Os concertos do Pink Floyd eram muito concorridos, já que a banda sempre soube trazer ao público mais do que música – havia projeções, shows de luzes, improvisações e efeitos sonoros, bem como a presença de orquestras e instrumentos exóticos em suas apresentações. No início da carreira, o Pink Floyd era um ícone underground. Em poucos anos se transformaram em uma banda cult, que foi gradativamente tocando em lugares e festivais cada vez maiores, até dominar o mundo com o mais famoso álbum relacionado ao rock progressivo – Dark Side of the Moon, de 1973. Depois disso, as cifras e as plateias passaram a ser difíceis de contabilizar.
Do ponto de vista musical, o Pink Floyd ocupa um lugar distinto dentro do espectro do rock progressivo, já que nenhum de seus componentes era um músico virtuoso e extremamente técnico em seu instrumento (o que era uma praxe no estilo). Ainda sim, a banda era afeita a compor suítes, criar músicas longas com muitos climas diferentes, fazia longas improvisações ao vivo, explorava a fundo a sonoridade de seus instrumentos e fazia álbuns conceituais. É interessante notar que o Pink Floyd tinha o costume de desenvolver seu repertório no palco, o que aconteceu especialmente nas turnês que precederam os álbuns Dark Side of the Moon, Wish You Were Here e Animals, presentes nos bootlegs em muitas versões ainda em maturação dos arranjos. Vários bootlegs do Pink Floyd foram remasterizados e incorporados em edições comemorativas de lançamentos oficiais, como nas reedições dos já citados Dark Side of the Moon e Wish you Were Here ou na coletânea Early Years 1967-1972 (que engloba as excelentes aparições da banda em especiais da BBC).

____________

▸ INSTRUÇÃO DADA 1: Pode editar o trecho sobre o Pink Floyd entre "Os concertos do" e "difíceis de contabilizar.", inclusive, trocando "underground" por "alternativo"?

▸ LINHAS:

____________

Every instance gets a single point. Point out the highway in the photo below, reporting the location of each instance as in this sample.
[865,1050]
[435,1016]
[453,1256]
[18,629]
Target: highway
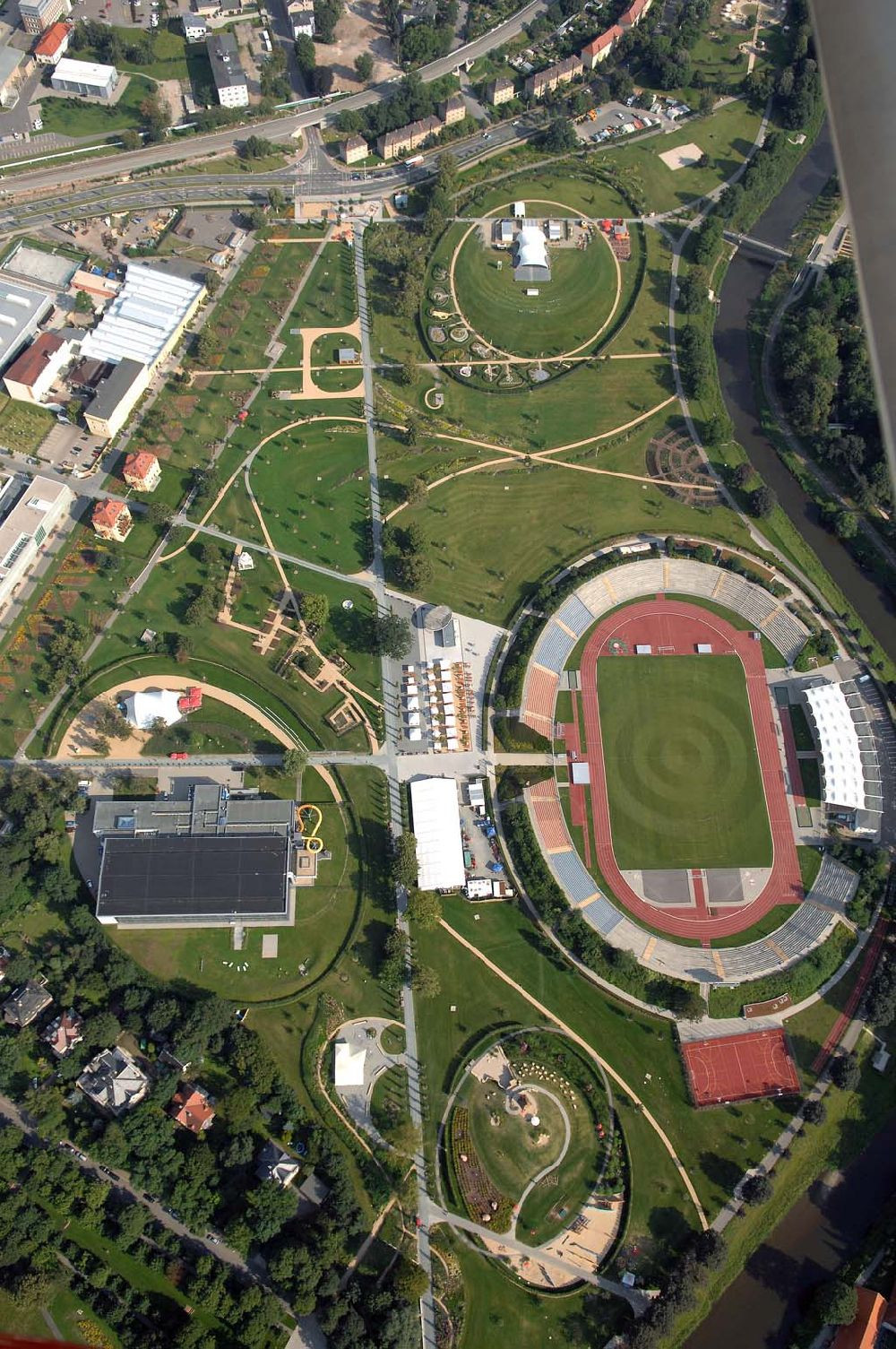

____________

▸ INSTRUÇÃO DADA 2: Pode converter todas as linhas logo acima, e não o trecho sobre o Pink Floyd, em uma lista JSON de strings, uma para cada linha, sem as linhas em branco? Deixe as imagens fora da resposta.

▸ RESOLUÇÃO 1:
Os concertos do Pink Floyd eram muito concorridos, já que a banda sempre soube trazer ao público mais do que música – havia projeções, shows de luzes, improvisações e efeitos sonoros, bem como a presença de orquestras e instrumentos exóticos em suas apresentações. No início da carreira, o Pink Floyd era um ícone alternativo. Em poucos anos se transformaram em uma banda cult, que foi gradativamente tocando em lugares e festivais cada vez maiores, até dominar o mundo com o mais famoso álbum relacionado ao rock progressivo – Dark Side of the Moon, de 1973. Depois disso, as cifras e as plateias passaram a ser difíceis de contabilizar.

▸ RESOLUÇÃO 2:
[
  "Every instance gets a single point. Point out the highway in the photo below, reporting the location of each instance as in this sample.",
  "[865,1050]",
  "[435,1016]",
  "[453,1256]",
  "[18,629]",
  "Target: highway"
]